*THE EXERCISE:*
Everything from the line containing "form (388, 41)?" to the final line of the records below should be given again exactly, and nothing else.

*DATA IN THIS EXERCISE:*
+ + + + +
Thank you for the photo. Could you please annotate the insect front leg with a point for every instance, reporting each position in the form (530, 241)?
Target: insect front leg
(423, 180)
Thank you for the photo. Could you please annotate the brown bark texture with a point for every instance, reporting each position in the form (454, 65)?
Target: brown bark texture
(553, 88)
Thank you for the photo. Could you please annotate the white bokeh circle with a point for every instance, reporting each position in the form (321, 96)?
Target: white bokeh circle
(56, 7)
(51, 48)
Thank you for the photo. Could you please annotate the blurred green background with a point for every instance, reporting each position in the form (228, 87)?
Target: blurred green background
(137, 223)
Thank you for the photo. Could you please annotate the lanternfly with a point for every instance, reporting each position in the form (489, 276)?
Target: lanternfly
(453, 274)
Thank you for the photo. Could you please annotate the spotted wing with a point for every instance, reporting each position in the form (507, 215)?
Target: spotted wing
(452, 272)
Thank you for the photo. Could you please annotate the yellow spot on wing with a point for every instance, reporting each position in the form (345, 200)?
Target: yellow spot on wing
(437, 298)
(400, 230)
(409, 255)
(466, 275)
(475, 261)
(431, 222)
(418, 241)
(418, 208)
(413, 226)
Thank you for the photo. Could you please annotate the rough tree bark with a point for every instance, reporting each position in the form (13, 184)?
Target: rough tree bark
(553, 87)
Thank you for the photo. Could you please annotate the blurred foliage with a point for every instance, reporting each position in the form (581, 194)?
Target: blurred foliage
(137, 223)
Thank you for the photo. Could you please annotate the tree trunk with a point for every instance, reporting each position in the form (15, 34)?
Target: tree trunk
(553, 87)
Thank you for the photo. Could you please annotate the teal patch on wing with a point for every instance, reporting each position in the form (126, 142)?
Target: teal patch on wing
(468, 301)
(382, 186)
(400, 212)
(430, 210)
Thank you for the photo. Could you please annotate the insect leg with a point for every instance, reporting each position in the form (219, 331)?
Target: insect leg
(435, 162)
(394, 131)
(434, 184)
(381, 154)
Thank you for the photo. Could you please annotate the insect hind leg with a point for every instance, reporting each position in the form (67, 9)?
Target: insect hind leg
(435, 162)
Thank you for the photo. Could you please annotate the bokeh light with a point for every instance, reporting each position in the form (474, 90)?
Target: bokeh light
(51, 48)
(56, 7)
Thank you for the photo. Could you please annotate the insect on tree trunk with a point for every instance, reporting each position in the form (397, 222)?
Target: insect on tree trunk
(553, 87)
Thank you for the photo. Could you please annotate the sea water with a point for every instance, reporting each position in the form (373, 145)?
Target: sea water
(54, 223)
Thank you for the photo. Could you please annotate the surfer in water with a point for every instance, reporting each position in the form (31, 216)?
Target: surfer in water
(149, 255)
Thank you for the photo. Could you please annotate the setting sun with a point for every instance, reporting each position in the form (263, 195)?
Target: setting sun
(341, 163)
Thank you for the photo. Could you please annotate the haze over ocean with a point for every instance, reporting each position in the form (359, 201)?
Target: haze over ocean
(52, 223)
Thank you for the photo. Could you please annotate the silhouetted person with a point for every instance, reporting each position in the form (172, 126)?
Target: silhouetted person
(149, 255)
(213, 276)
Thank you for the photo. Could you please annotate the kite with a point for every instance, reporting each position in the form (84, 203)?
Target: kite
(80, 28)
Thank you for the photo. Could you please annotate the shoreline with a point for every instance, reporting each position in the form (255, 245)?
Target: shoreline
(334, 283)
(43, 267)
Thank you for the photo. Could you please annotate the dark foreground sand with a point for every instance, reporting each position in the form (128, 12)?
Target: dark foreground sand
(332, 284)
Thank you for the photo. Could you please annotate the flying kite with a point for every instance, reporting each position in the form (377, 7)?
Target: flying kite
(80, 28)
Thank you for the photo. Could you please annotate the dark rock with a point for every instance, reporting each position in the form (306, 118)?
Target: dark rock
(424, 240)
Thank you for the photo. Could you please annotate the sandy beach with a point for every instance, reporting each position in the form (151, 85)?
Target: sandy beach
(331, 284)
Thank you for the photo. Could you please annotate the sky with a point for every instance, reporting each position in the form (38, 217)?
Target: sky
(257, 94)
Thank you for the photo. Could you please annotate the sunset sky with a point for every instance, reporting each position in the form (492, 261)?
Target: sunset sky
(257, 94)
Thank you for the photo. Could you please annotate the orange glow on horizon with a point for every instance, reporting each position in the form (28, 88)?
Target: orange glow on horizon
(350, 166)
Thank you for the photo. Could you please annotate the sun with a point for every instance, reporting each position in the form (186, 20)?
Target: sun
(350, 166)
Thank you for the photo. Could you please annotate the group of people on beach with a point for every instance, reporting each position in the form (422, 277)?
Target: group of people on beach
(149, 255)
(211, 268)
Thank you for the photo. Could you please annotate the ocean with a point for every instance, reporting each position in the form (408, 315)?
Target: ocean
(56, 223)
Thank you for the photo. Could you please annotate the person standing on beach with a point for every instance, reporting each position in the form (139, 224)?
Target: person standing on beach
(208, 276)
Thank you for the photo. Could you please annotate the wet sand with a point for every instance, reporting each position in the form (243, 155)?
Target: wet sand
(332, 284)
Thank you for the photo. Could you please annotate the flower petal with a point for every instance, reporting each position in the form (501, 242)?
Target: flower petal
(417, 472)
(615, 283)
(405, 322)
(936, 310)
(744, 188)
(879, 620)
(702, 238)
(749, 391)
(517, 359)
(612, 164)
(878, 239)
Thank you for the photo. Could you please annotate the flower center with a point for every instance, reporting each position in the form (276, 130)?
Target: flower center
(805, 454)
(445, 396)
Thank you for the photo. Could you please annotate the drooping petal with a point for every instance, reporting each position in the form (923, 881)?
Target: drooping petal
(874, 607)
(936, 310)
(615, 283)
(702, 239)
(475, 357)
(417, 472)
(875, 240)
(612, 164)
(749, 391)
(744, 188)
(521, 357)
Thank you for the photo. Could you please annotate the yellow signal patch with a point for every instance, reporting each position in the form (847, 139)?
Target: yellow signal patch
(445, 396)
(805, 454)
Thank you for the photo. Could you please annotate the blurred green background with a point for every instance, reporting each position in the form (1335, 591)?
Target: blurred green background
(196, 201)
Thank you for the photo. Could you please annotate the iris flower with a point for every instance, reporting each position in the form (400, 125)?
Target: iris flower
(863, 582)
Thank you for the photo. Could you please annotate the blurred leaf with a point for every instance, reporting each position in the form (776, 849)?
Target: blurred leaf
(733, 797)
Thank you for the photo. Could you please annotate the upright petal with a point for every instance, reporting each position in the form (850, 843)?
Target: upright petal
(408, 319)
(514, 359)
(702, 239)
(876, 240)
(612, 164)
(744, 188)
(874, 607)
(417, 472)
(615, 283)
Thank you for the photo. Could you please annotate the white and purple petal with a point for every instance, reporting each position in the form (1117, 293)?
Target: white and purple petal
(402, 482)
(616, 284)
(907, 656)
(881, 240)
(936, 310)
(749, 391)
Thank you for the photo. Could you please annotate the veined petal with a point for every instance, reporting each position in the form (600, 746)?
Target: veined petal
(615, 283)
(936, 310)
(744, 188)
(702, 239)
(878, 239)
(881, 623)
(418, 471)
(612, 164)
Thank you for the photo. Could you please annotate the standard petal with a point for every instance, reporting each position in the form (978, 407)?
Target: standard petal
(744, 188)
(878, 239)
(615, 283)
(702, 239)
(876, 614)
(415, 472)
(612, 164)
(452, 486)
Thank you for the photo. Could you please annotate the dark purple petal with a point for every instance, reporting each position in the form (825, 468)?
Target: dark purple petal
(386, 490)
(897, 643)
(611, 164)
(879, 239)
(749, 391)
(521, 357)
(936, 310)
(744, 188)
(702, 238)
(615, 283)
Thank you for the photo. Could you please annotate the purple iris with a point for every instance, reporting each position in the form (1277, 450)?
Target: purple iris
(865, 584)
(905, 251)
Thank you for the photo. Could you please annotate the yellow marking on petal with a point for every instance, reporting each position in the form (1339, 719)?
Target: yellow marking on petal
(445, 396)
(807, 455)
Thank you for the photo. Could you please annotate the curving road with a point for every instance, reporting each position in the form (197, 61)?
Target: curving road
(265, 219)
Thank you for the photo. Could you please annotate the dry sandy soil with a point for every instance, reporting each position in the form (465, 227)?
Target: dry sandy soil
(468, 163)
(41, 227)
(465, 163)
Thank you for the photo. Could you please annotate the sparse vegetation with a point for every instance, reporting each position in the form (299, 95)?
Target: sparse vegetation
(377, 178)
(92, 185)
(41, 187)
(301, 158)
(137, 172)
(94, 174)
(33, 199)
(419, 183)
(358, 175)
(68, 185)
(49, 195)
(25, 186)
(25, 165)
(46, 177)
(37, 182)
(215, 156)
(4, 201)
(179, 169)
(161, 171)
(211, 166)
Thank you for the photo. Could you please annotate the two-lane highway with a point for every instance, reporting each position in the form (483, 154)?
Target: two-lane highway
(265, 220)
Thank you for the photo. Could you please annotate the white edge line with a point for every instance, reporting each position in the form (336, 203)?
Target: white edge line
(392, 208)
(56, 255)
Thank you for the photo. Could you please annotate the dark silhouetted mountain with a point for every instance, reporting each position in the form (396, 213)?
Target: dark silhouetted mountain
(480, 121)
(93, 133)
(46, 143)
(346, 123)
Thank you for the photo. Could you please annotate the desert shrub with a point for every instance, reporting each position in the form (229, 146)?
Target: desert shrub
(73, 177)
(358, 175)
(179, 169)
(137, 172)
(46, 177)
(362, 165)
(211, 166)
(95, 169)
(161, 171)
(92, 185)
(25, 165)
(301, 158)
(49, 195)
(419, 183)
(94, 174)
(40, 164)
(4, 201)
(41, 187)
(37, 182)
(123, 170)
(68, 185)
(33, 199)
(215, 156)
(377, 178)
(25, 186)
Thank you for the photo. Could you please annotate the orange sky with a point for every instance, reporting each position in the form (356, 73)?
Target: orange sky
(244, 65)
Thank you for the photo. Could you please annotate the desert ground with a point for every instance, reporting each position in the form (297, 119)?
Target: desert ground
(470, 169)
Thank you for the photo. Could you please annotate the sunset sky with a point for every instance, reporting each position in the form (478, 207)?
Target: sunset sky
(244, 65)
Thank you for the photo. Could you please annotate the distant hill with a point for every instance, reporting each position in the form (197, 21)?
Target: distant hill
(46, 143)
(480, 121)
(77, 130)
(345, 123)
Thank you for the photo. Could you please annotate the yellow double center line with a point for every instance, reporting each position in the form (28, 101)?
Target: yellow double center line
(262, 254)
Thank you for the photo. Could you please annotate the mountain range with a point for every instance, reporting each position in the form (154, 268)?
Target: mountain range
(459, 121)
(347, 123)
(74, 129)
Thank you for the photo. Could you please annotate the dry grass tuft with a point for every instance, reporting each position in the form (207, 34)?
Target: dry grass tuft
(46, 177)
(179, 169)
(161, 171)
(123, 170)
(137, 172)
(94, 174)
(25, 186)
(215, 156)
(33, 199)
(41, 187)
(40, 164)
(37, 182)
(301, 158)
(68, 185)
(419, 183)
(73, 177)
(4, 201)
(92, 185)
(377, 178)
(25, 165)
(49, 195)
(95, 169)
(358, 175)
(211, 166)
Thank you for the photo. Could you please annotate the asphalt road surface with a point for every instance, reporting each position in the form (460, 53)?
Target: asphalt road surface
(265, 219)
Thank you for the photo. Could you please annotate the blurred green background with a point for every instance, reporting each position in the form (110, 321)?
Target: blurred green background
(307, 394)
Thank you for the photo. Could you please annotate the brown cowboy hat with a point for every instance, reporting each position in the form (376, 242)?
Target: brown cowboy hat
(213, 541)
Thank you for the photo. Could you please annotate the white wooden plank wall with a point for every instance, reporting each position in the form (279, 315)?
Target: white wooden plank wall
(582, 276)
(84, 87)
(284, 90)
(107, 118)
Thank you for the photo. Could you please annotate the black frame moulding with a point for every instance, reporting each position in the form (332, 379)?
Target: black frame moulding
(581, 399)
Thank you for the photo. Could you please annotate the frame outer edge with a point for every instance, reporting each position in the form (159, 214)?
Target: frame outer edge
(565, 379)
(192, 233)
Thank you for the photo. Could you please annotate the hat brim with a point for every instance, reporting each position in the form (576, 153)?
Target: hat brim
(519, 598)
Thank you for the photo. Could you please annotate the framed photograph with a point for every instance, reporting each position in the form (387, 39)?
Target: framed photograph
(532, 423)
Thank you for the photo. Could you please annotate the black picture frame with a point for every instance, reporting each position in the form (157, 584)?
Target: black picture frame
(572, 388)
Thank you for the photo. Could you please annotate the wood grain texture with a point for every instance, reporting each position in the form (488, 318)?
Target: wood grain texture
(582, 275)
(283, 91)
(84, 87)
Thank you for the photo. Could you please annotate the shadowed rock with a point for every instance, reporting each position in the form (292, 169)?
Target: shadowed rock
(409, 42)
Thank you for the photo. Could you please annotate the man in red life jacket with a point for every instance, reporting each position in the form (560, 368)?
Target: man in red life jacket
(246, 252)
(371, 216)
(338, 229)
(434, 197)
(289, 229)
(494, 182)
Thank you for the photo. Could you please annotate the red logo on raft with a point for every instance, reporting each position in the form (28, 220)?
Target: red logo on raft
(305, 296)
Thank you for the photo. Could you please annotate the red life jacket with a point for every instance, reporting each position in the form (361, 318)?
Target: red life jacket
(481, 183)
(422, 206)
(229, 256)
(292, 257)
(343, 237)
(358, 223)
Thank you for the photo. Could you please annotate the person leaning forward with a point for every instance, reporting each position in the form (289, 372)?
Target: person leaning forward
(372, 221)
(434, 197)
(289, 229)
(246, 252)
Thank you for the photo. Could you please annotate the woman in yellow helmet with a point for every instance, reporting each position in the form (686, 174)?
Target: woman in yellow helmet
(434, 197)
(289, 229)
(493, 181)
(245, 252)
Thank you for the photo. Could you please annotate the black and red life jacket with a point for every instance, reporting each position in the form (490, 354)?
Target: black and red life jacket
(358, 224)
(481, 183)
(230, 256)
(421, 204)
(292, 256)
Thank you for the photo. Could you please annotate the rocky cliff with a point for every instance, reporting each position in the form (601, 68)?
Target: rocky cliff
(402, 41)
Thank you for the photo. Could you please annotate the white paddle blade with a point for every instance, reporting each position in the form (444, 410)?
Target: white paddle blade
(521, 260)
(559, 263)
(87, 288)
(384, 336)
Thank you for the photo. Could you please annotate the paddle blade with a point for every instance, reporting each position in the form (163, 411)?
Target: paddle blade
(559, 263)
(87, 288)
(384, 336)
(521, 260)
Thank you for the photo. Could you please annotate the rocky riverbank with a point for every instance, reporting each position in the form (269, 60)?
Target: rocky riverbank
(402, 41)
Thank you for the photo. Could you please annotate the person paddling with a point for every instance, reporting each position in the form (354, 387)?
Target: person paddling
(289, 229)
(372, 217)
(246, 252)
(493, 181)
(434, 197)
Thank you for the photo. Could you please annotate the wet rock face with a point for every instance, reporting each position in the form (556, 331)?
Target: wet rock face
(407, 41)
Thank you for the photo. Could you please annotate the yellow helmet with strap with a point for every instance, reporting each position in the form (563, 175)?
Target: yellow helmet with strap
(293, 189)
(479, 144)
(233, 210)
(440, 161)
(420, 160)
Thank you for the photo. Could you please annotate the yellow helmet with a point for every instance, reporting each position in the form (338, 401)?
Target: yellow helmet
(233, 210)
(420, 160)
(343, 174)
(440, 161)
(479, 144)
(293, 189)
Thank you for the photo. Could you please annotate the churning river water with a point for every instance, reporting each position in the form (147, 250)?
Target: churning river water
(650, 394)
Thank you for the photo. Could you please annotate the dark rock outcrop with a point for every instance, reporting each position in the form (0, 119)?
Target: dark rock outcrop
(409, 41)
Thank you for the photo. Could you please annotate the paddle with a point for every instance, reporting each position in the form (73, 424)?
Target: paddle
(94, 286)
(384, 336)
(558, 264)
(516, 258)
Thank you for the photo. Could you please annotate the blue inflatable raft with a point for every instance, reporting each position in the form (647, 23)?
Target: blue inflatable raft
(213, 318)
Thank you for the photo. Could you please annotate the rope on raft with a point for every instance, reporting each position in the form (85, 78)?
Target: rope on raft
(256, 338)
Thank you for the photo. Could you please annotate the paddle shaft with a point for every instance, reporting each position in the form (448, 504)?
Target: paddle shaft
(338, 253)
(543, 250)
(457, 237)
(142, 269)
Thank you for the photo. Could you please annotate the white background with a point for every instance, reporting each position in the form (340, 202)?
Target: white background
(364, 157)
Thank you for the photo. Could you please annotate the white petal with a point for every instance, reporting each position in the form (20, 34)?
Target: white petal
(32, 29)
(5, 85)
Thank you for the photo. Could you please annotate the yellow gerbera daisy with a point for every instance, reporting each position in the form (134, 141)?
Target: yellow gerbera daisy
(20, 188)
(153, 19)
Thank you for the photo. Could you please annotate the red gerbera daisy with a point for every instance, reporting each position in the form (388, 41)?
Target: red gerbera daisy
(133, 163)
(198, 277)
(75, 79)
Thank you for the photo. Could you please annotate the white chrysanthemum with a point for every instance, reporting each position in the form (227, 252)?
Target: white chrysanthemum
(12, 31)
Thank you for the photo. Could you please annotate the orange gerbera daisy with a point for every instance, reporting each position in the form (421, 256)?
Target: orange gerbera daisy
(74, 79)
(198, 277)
+ + + + +
*THE RESPONSE:*
Thank you for the photo. Could you please annotate the red gerbera daisy with a point for every instance, reporting each position in the form (388, 41)?
Target: red gerbera daisy
(133, 163)
(198, 277)
(75, 79)
Thank you for the photo. Could you please annotate the white chrysanthemum with a point for every instance, reporting each position in the form (227, 252)?
Target: white chrysanthemum
(12, 31)
Thank you for the photo. Could you please annotate the orange gerbera daisy with a point for every instance, reporting each position in the form (421, 256)?
Target: orange gerbera daisy
(74, 79)
(198, 277)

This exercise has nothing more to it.